• [Action item] Every record must appear in the answer exactly as it stands.

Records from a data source
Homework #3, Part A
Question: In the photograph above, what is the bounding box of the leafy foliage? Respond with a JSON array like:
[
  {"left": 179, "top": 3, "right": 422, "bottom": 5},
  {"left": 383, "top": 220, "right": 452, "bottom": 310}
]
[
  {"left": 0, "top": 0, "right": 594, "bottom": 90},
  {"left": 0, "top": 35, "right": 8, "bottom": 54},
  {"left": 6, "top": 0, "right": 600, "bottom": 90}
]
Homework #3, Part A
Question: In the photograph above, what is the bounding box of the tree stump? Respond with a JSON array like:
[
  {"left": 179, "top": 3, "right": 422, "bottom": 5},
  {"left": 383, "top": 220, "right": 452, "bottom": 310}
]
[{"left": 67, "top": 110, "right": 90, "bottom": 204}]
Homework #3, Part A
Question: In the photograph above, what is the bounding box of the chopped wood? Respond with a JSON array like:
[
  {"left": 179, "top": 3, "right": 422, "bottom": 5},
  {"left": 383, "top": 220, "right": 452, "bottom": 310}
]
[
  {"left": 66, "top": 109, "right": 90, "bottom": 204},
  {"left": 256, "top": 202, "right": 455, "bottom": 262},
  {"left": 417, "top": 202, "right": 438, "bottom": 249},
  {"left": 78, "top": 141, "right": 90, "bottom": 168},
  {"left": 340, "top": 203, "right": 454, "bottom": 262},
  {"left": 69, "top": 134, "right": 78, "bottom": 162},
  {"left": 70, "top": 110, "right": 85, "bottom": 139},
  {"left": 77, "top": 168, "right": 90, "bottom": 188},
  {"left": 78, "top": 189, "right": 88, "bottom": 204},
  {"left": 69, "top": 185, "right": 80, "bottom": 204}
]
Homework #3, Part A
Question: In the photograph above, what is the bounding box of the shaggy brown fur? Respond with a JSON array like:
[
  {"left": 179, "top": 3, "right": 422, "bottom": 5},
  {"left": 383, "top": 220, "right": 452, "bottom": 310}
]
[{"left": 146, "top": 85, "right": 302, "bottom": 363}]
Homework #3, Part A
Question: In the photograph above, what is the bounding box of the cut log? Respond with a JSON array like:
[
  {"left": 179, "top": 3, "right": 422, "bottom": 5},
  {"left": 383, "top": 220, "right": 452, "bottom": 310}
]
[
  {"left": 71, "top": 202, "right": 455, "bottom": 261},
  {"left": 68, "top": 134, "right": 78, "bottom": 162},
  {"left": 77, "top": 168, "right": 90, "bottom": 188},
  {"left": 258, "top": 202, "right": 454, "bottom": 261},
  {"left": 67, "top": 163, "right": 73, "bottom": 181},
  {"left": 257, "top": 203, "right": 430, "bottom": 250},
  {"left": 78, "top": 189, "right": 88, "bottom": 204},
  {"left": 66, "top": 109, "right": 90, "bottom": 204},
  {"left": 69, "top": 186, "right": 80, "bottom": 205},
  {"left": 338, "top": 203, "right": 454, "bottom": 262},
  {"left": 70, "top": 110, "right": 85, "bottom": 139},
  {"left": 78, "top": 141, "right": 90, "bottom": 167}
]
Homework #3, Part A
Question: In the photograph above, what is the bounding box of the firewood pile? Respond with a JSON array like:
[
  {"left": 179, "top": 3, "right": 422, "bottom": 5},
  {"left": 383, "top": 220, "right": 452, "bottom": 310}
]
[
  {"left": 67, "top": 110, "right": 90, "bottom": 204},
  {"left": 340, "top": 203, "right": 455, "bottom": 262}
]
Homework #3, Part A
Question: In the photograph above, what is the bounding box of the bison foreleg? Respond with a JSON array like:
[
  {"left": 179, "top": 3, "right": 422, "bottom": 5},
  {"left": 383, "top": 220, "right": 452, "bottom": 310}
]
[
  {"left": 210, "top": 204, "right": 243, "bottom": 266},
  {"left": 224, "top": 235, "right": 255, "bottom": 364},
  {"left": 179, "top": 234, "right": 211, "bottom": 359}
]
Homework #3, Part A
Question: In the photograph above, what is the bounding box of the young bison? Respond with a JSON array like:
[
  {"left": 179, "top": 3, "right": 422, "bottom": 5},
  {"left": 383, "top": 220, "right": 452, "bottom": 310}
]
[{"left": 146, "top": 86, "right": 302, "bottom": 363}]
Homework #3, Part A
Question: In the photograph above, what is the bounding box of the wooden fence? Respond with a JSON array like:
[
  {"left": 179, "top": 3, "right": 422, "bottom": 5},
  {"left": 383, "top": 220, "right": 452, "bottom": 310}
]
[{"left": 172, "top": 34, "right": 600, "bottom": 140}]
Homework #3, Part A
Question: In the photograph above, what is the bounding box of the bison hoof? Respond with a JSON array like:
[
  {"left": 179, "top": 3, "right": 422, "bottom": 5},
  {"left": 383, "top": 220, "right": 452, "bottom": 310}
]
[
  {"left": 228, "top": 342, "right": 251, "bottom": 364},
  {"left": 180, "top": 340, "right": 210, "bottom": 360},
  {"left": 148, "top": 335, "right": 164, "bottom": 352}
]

• [Output of the exercise]
Homework #3, Part A
Question: In the photograph above, what is the bounding box of the leafy foliage? Respond with a JSON array like:
[
  {"left": 179, "top": 3, "right": 422, "bottom": 5},
  {"left": 383, "top": 220, "right": 452, "bottom": 310}
]
[
  {"left": 0, "top": 0, "right": 594, "bottom": 90},
  {"left": 0, "top": 35, "right": 8, "bottom": 54},
  {"left": 6, "top": 0, "right": 600, "bottom": 90}
]
Homework #3, Part A
Question: In the photograph above, what is the bounding box of the tree stump? Respond with a JSON array like:
[
  {"left": 179, "top": 3, "right": 422, "bottom": 5},
  {"left": 383, "top": 220, "right": 452, "bottom": 310}
]
[{"left": 67, "top": 110, "right": 90, "bottom": 204}]
Homework #3, Part A
Question: In the photograph above, what is the bounding box of the chopped wood? Respond with a JSON array like:
[
  {"left": 179, "top": 3, "right": 422, "bottom": 5},
  {"left": 383, "top": 220, "right": 452, "bottom": 310}
]
[
  {"left": 66, "top": 109, "right": 90, "bottom": 204},
  {"left": 256, "top": 202, "right": 455, "bottom": 262},
  {"left": 417, "top": 202, "right": 438, "bottom": 249},
  {"left": 78, "top": 141, "right": 90, "bottom": 168},
  {"left": 340, "top": 203, "right": 454, "bottom": 262},
  {"left": 69, "top": 134, "right": 78, "bottom": 162},
  {"left": 70, "top": 110, "right": 85, "bottom": 139},
  {"left": 77, "top": 168, "right": 90, "bottom": 188},
  {"left": 78, "top": 189, "right": 88, "bottom": 204},
  {"left": 69, "top": 185, "right": 80, "bottom": 204}
]
Homework #3, Part A
Question: In the photograph above, what is the bounding box of the shaggy brown fur? Respond with a JSON array like:
[
  {"left": 179, "top": 3, "right": 422, "bottom": 5},
  {"left": 383, "top": 220, "right": 452, "bottom": 310}
]
[{"left": 146, "top": 85, "right": 302, "bottom": 363}]
Homework #3, Part A
Question: In the photograph above, what is the bounding box of the cut log? Respond with a JSON array like:
[
  {"left": 179, "top": 3, "right": 422, "bottom": 5},
  {"left": 383, "top": 220, "right": 452, "bottom": 310}
]
[
  {"left": 71, "top": 202, "right": 455, "bottom": 261},
  {"left": 68, "top": 134, "right": 78, "bottom": 162},
  {"left": 77, "top": 168, "right": 90, "bottom": 188},
  {"left": 258, "top": 202, "right": 454, "bottom": 261},
  {"left": 67, "top": 163, "right": 73, "bottom": 181},
  {"left": 257, "top": 203, "right": 430, "bottom": 250},
  {"left": 78, "top": 189, "right": 88, "bottom": 204},
  {"left": 66, "top": 109, "right": 90, "bottom": 204},
  {"left": 69, "top": 186, "right": 80, "bottom": 205},
  {"left": 338, "top": 203, "right": 454, "bottom": 262},
  {"left": 70, "top": 110, "right": 85, "bottom": 139},
  {"left": 78, "top": 141, "right": 90, "bottom": 167}
]
Homework #3, Part A
Question: In the photograph above, what is the bounding box of the firewood pile? Respond with a JSON array like:
[
  {"left": 179, "top": 3, "right": 422, "bottom": 5},
  {"left": 383, "top": 220, "right": 452, "bottom": 310}
]
[
  {"left": 67, "top": 110, "right": 90, "bottom": 204},
  {"left": 340, "top": 203, "right": 455, "bottom": 262}
]
Homework #3, Part A
Question: In the photograph above, what is the bounding box of the bison foreleg? Respond with a JSON array like:
[
  {"left": 179, "top": 3, "right": 422, "bottom": 5},
  {"left": 383, "top": 220, "right": 452, "bottom": 310}
]
[
  {"left": 210, "top": 204, "right": 243, "bottom": 266},
  {"left": 224, "top": 235, "right": 255, "bottom": 364},
  {"left": 179, "top": 234, "right": 211, "bottom": 359}
]
Homework #3, Part A
Question: In the photograph above, what is the bounding box of the young bison? Respond with a JSON array like:
[
  {"left": 179, "top": 3, "right": 422, "bottom": 5},
  {"left": 383, "top": 220, "right": 452, "bottom": 310}
]
[{"left": 146, "top": 86, "right": 302, "bottom": 363}]
Homework #3, Part A
Question: In the photograph above, what is the bounding box of the wooden fence? Respond with a JSON array like:
[
  {"left": 179, "top": 3, "right": 422, "bottom": 5},
  {"left": 383, "top": 220, "right": 452, "bottom": 310}
]
[{"left": 172, "top": 34, "right": 600, "bottom": 140}]
Homework #3, Part A
Question: In the photograph above, what is the bounding box of the bison hoof? Respond with a JSON array like:
[
  {"left": 179, "top": 3, "right": 422, "bottom": 5},
  {"left": 383, "top": 220, "right": 452, "bottom": 310}
]
[
  {"left": 228, "top": 342, "right": 251, "bottom": 364},
  {"left": 180, "top": 340, "right": 210, "bottom": 360},
  {"left": 148, "top": 335, "right": 164, "bottom": 352}
]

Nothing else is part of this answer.